» **WORK INSTRUCTIONS**: In the passage about the silk slip, copy the section starting with "He took the" and going on through "turned to me.", putting "funeral home" in place of "mortician".

» **GIVEN PASSAGE**:
--------------------------------------------------

My brother-in-law opened
the bottom drawer of my
sister's bureau and lifted
out a tissue-wrapped
package. "This," he said
"is not a slip. This
is lingerie."

He discarded the tissue
and handed me the slip.
It was exquisite, silk,
made and trimmed with
a cobweb of lace. The
price tag with an
astronomical figure
on it was still attached.

"Jan bought this the
first time we went to
New York, at least eight
or nine years ago. She
never wore it. She
was saving it for a
special occasion.
Well, I guess this is
the occasion."

He took the slip from me
and put it on the
bed with the other
clothes we were taking
to the mortician. His
hands lingered on the
soft material for a
moment, then he slammed
the drawer shut and
turned to me.
"Don't ever save anything
for a special occasion.
Every day you're alive
is a special occasion."

I remembered those words
through the funeral and
the days that followed
when I helped him and my
niece attend to all the
sad chores that follow
an unexpected death.

--------------------------------------------------

» **EXCERPTED RECORDS**:
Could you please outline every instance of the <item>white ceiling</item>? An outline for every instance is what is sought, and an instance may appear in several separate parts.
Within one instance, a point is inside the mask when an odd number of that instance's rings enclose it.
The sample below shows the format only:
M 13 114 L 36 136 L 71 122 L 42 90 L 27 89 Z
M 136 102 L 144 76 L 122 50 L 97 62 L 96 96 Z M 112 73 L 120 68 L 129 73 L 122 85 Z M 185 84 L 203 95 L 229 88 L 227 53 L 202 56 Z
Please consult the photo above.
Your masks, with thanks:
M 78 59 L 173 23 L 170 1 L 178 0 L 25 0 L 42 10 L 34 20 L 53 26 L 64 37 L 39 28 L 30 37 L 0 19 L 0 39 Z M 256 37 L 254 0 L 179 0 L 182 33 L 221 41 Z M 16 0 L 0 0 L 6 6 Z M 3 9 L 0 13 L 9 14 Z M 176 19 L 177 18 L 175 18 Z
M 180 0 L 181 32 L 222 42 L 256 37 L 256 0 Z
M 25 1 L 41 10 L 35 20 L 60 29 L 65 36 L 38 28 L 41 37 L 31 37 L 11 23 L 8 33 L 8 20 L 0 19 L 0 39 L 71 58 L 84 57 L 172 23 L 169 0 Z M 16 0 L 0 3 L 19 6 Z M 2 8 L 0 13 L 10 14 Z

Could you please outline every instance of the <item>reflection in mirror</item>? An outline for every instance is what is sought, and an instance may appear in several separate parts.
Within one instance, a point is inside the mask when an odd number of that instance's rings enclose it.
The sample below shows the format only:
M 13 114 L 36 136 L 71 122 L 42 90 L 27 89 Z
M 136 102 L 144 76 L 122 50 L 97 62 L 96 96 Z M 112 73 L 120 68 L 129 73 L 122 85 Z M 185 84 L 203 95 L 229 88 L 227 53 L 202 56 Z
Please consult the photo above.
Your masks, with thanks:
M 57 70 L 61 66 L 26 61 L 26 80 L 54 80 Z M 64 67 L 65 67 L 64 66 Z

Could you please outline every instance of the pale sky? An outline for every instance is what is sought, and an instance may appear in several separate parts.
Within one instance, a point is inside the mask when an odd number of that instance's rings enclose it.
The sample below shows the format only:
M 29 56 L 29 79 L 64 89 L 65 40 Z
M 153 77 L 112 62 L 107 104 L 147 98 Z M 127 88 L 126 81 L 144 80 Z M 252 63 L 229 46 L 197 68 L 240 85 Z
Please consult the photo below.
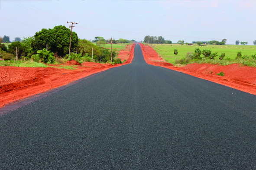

--------------------------------------------------

» **COMPLETE OUTPUT**:
He took the slip from me
and put it on the
bed with the other
clothes we were taking
to the funeral home. His
hands lingered on the
soft material for a
moment, then he slammed
the drawer shut and
turned to me.